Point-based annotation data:
— begin —
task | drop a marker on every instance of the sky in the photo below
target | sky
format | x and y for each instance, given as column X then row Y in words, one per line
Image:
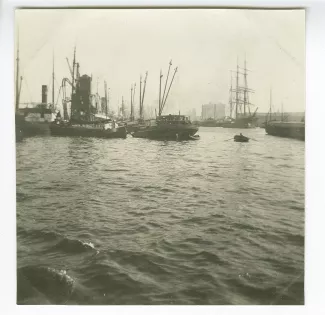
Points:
column 119, row 45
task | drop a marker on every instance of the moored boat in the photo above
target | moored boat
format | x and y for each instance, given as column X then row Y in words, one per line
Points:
column 239, row 104
column 98, row 129
column 295, row 130
column 84, row 120
column 166, row 127
column 240, row 138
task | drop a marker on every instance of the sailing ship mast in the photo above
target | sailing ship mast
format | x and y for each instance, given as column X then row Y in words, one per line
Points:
column 237, row 89
column 245, row 89
column 141, row 109
column 162, row 102
column 53, row 84
column 160, row 77
column 106, row 99
column 132, row 114
column 144, row 90
column 18, row 82
column 230, row 97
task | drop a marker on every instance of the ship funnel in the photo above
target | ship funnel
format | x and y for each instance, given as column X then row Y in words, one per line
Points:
column 44, row 94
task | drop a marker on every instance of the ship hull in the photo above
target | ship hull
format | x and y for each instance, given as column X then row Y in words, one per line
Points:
column 241, row 123
column 286, row 130
column 81, row 131
column 165, row 133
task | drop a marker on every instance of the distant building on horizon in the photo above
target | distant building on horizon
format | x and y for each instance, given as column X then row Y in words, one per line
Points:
column 213, row 111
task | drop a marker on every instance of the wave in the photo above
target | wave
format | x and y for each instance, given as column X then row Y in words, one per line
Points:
column 73, row 246
column 37, row 234
column 45, row 284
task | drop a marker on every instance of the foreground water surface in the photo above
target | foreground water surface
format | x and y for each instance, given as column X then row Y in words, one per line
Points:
column 134, row 221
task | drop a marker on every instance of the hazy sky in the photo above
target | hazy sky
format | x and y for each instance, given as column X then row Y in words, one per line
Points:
column 119, row 45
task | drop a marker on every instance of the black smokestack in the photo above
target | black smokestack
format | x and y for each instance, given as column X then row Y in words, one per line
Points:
column 44, row 94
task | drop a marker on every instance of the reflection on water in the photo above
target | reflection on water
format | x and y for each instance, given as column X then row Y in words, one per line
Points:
column 133, row 221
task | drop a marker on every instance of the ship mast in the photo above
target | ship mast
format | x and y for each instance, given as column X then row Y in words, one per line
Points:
column 170, row 64
column 141, row 110
column 237, row 90
column 230, row 97
column 53, row 83
column 132, row 114
column 144, row 89
column 160, row 77
column 123, row 109
column 164, row 101
column 73, row 80
column 17, row 77
column 106, row 99
column 245, row 89
column 270, row 104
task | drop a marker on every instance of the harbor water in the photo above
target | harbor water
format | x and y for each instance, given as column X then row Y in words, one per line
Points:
column 133, row 221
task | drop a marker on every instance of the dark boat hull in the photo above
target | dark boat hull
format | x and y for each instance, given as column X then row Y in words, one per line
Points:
column 241, row 123
column 241, row 139
column 81, row 131
column 166, row 133
column 286, row 130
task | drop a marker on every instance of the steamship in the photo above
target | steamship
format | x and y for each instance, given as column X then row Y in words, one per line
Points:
column 34, row 120
column 37, row 118
column 85, row 119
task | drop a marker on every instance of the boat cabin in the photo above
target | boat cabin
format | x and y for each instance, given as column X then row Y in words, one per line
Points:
column 39, row 113
column 173, row 119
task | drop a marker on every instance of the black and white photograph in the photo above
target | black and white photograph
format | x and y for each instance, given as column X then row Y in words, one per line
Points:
column 160, row 156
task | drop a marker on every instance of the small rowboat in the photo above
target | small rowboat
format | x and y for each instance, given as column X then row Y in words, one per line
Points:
column 196, row 137
column 240, row 138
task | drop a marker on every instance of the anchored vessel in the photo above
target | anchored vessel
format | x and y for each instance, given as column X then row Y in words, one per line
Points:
column 166, row 127
column 282, row 127
column 239, row 103
column 85, row 119
column 33, row 120
column 295, row 130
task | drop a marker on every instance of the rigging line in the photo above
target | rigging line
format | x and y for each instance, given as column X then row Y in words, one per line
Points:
column 57, row 100
column 27, row 87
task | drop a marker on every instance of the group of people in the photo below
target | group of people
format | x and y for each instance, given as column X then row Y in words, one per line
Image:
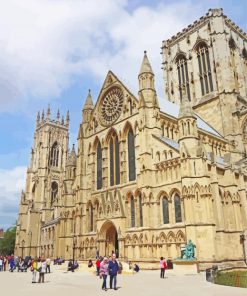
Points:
column 73, row 265
column 5, row 262
column 41, row 266
column 12, row 263
column 108, row 266
column 163, row 267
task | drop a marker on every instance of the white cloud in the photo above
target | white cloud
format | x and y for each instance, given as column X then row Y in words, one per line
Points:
column 45, row 44
column 11, row 183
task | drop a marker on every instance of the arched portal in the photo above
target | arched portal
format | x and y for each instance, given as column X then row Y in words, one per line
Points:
column 108, row 239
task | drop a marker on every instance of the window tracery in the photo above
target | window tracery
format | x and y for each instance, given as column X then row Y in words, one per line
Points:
column 205, row 73
column 54, row 155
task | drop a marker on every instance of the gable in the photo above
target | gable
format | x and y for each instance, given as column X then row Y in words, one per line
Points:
column 164, row 148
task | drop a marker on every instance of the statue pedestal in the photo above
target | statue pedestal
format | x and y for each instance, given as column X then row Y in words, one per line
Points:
column 186, row 266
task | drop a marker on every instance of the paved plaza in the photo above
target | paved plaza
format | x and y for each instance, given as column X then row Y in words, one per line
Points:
column 83, row 282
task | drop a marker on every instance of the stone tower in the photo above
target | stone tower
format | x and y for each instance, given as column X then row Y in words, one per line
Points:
column 206, row 63
column 40, row 203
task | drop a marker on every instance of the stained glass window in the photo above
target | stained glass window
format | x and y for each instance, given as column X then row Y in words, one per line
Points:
column 165, row 207
column 140, row 209
column 178, row 212
column 111, row 163
column 54, row 155
column 99, row 167
column 131, row 155
column 183, row 78
column 132, row 208
column 205, row 73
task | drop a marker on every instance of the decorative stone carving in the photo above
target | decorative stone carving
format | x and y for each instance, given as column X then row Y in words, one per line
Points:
column 111, row 106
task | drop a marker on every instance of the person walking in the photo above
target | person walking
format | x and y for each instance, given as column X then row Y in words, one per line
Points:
column 104, row 272
column 113, row 271
column 162, row 268
column 42, row 270
column 34, row 267
column 97, row 266
column 5, row 260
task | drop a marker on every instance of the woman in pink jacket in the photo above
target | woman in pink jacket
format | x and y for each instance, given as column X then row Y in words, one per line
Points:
column 104, row 272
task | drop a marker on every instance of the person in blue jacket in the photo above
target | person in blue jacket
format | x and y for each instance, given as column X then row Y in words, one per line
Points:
column 113, row 271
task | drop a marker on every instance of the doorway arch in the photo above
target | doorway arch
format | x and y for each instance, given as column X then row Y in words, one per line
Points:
column 109, row 239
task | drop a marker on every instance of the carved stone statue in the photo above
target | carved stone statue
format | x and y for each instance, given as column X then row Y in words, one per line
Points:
column 189, row 252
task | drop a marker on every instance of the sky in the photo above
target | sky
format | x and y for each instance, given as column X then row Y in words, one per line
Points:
column 53, row 51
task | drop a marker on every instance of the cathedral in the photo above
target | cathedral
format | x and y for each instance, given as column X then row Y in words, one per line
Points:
column 149, row 173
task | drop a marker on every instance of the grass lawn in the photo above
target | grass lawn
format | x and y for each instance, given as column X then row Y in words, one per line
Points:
column 232, row 278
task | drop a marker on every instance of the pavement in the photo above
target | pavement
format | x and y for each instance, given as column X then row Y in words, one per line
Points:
column 84, row 282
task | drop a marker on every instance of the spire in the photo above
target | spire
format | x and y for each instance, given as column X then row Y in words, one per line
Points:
column 145, row 67
column 43, row 115
column 89, row 101
column 67, row 118
column 146, row 83
column 71, row 161
column 38, row 118
column 185, row 109
column 48, row 113
column 58, row 115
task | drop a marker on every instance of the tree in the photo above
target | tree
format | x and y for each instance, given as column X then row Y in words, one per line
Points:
column 7, row 243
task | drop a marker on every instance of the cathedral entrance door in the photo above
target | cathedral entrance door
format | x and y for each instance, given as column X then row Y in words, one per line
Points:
column 109, row 233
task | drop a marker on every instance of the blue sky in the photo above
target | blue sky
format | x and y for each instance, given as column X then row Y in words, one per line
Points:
column 53, row 51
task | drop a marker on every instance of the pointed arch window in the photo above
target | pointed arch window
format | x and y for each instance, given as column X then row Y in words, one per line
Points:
column 140, row 210
column 178, row 211
column 165, row 207
column 205, row 73
column 233, row 48
column 131, row 155
column 99, row 166
column 91, row 217
column 114, row 161
column 132, row 211
column 183, row 77
column 54, row 192
column 54, row 155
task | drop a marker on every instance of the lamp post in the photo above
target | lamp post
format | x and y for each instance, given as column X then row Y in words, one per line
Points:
column 22, row 248
column 30, row 246
column 242, row 241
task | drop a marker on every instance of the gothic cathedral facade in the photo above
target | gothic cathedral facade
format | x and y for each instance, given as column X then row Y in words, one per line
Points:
column 149, row 173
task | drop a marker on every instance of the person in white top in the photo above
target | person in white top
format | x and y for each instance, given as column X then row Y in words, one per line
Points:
column 1, row 264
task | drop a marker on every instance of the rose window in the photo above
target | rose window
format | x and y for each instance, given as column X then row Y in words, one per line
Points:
column 111, row 106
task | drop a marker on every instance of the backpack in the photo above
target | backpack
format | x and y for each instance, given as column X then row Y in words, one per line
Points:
column 165, row 264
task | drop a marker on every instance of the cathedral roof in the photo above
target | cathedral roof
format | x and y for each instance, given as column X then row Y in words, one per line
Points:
column 170, row 142
column 146, row 66
column 173, row 110
column 198, row 23
column 71, row 161
column 89, row 101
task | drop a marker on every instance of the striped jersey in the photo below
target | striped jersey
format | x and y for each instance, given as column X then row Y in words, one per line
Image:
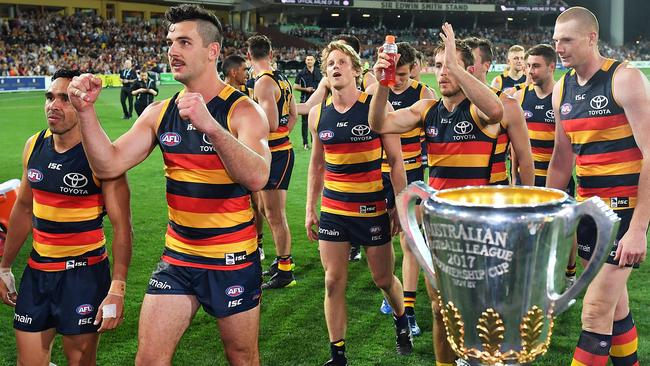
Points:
column 458, row 149
column 210, row 216
column 540, row 121
column 410, row 141
column 279, row 139
column 353, row 183
column 68, row 205
column 499, row 173
column 608, row 160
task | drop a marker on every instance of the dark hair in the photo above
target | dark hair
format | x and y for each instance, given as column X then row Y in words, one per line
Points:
column 483, row 45
column 259, row 46
column 65, row 73
column 208, row 25
column 408, row 54
column 544, row 50
column 466, row 55
column 350, row 40
column 231, row 62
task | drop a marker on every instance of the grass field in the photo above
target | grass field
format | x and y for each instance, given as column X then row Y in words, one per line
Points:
column 293, row 330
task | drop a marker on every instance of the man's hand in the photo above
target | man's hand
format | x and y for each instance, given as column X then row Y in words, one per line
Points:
column 110, row 313
column 383, row 62
column 8, row 287
column 311, row 220
column 631, row 248
column 395, row 226
column 191, row 106
column 84, row 90
column 449, row 39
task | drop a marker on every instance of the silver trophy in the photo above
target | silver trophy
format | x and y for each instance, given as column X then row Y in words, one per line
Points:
column 496, row 256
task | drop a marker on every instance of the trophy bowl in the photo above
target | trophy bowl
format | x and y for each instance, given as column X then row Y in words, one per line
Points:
column 496, row 256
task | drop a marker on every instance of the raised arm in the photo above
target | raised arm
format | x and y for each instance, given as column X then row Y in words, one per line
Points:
column 245, row 153
column 118, row 207
column 632, row 92
column 485, row 101
column 315, row 176
column 110, row 160
column 517, row 129
column 267, row 93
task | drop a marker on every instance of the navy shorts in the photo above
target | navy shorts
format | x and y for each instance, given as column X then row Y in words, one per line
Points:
column 587, row 236
column 221, row 292
column 281, row 169
column 65, row 300
column 411, row 176
column 366, row 231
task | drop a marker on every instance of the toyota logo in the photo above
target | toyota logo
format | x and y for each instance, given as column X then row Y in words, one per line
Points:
column 463, row 128
column 360, row 130
column 550, row 114
column 599, row 102
column 75, row 180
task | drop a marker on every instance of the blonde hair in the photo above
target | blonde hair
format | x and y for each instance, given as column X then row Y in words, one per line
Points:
column 346, row 49
column 516, row 48
column 583, row 15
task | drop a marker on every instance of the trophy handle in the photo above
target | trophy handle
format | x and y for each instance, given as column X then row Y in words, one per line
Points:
column 607, row 223
column 407, row 216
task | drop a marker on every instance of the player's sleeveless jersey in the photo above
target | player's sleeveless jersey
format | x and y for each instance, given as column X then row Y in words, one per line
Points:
column 353, row 184
column 410, row 141
column 247, row 91
column 68, row 206
column 499, row 173
column 210, row 216
column 540, row 121
column 279, row 139
column 458, row 149
column 504, row 81
column 608, row 161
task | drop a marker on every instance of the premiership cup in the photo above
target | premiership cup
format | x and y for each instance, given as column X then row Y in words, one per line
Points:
— end —
**Given task**
Find the line that contains "task | drop a marker on every instance of the raised". Repeat it and every line after it, exactly as written, up to and including the last line of the records above.

**Answer to the task**
task | drop a marker on every instance of the raised arm in the photo above
target | raised arm
format | x and y for each instance, given as column X then row Y in words, one per line
Points:
column 245, row 153
column 118, row 207
column 632, row 92
column 485, row 101
column 315, row 176
column 110, row 160
column 517, row 129
column 267, row 93
task | drop a marker on every instance of the navy shorts in the photo above
target | navy shorts
format | x and y for each instance, given as column X then row Y in words, one per line
Points:
column 587, row 236
column 221, row 292
column 281, row 169
column 65, row 300
column 411, row 176
column 366, row 231
task | drop a marker on every instance of the toyota logo in the photo above
target | toyota logo
format | x and y for each instance, given as column X then row Y in words, one per line
Points:
column 463, row 128
column 360, row 130
column 550, row 114
column 599, row 102
column 75, row 180
task | drop a marker on every instance of the blonde hair in the photo above
target | blonde hair
format | x and y for each instance, given as column X then row Y in words, one per line
Points:
column 346, row 49
column 516, row 48
column 583, row 15
task | drop a marker on every instance of the trophy handle in the photo above
target | trophy handle
format | x and y for each instance, given as column X then row Y in words, one per line
Points:
column 607, row 223
column 407, row 216
task | drop a marker on every instance of the player's sleeveless jersey in the photo above
target | player's sleeveless jersey
format | x and y for each instance, given as column X then row Y in words, one per line
Points:
column 353, row 184
column 410, row 141
column 247, row 91
column 68, row 206
column 499, row 173
column 210, row 216
column 540, row 121
column 279, row 139
column 458, row 149
column 504, row 81
column 608, row 161
task | drop a marker on every instance of the premiership cup in the photo above
target | premiership cup
format | x and y for each instance, given as column X then row Y in words, one per line
Points:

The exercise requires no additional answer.